*WRITTEN REQUEST*.
Please copy out, word for word, the lines of the data starting at the line that contains "Practice. Spot the smoke" and ending at the line that contains "Target: fire", with both of those lines included.

*DATASET RECORDS*.

######

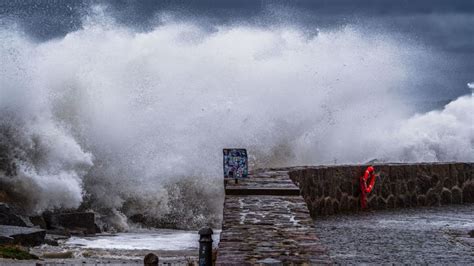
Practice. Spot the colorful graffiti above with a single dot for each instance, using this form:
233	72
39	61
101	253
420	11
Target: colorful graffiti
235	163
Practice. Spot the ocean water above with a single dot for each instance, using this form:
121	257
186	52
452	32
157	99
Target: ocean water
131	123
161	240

######

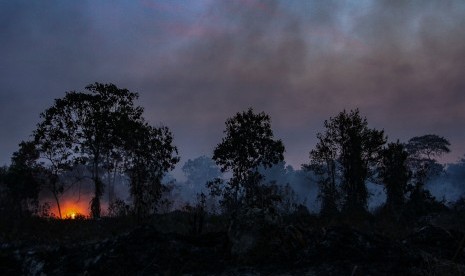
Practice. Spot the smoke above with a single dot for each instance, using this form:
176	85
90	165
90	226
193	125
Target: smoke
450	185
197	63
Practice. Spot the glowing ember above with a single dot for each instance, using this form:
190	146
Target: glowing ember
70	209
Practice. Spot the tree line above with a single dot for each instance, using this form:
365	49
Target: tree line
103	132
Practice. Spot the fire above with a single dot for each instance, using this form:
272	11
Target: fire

######

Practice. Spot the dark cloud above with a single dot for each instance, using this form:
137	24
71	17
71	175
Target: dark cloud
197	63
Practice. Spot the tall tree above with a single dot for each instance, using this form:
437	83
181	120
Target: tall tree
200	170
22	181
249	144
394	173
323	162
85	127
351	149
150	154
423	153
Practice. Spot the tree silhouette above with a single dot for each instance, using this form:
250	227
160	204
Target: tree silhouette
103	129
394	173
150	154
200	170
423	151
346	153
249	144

######

*COMPLETED TASK*.
Practice. Spot the smoke above with a single dot for each instance, using this form:
176	85
90	165
90	226
193	125
Target: smoke
450	185
197	63
Practice. Spot the glowing ember above with a single dot for each instance, using this form:
190	146
Target: glowing ember
70	209
Practice. Spot the tree line above with a single dot for each instance, using this form:
365	49
Target: tree line
103	132
Practice. Spot the fire above with a single dot for each instance, using this form:
272	11
Target: fire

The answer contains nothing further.